# EXERCISE PROMPT
Repeat the entire listing exactly as written.

# PROVIDED INFORMATION
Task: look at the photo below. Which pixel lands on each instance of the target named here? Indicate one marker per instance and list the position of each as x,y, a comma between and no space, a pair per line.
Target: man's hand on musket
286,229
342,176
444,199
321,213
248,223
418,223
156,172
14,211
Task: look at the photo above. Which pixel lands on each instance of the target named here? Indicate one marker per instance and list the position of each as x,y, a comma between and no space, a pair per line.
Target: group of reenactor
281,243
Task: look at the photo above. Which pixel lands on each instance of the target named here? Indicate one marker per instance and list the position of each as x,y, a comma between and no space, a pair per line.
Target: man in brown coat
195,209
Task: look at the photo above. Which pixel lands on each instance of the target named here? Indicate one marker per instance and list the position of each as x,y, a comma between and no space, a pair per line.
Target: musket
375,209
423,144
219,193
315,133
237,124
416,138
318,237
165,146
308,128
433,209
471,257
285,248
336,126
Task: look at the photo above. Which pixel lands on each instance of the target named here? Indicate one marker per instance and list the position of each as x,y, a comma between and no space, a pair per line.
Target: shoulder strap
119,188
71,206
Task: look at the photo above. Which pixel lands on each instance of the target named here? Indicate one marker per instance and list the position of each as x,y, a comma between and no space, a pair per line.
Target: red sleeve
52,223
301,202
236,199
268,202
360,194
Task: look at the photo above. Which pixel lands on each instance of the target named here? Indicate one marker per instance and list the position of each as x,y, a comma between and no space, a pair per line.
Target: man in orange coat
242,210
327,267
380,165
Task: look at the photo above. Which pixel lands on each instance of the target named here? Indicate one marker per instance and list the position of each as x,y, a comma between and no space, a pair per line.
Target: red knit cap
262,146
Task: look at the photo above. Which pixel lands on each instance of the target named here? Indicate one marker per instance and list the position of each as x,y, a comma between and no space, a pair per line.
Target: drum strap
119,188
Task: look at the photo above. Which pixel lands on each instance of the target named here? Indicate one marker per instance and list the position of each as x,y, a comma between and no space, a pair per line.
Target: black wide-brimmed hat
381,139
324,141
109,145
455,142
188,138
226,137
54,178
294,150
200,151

# SOLUTION FOR THIS TASK
Task: look at the photo below. Which pixel lands on each instance of the target named here? Indicate one marker per instance and list the position of each as x,y, a comma between and no space, a pair per line.
Target: man's hand on musket
286,229
342,176
444,199
321,213
248,223
418,223
156,172
14,211
Task: look at the photo above. Which pixel lands on each instance of the target named here? Indicate one marker per instance and list the position of each as x,y, a comma between and no space, a pair per line.
Target: group of reenactor
281,243
Task: look at the photo above. Which pixel lands on each instance of the target named here? Indicate one marker per instance and list the position of each as x,y, a comma between and no space, a pair per line.
Target: man in brown coat
195,209
Task: look at the photo above. Which pixel lands on each instance of the target named here? Indicate one marker per instance and list the position of each as x,y, a comma between and no space, a pair per line.
Target: musket
375,209
423,144
219,193
315,133
237,124
416,138
318,237
165,146
308,128
433,209
471,257
285,248
336,126
Task: look at the photo above. Which pixel lands on each instance of the target named here? Indicate one marker per instance and list the position of each as x,y, a comma between and no space, a pair per line.
Target: shoulder strap
119,188
71,206
Task: look at the photo above. Which pixel lands on each instance of the target named here? Indicate one marker per instance and list the position of each as x,y, a comma between and no space, a pair per line.
Target: red sleeve
52,223
301,202
236,199
268,202
360,194
Task: look at the photo above. Which pixel lands on each instance of the target named here? Indicate one marker per instance and list the position of each as x,y, a comma between and no space, a pair per line.
Target: man in orange coat
242,210
327,267
380,165
Task: look at the photo above. Which pixel lands on each instance of the target named here? Indicate one marker per instance and list the position of each as x,y, a comma between and no space, a pair per line.
Target: red knit cap
262,146
Task: look at the photo above. Which pixel lands on each instance of the target named here? Indicate one marker per instance and list the position of each as x,y, a comma between and no space, a pair per line.
Target: drum strap
119,188
Task: look at the photo above. Which pixel lands on each instance of the target named here? Indicate one marker per instance and list the position of each as x,y, a comma between and no space, a pair per line.
Target: black wide-brimmed hat
381,139
324,141
109,145
455,142
188,138
226,137
54,178
294,150
200,151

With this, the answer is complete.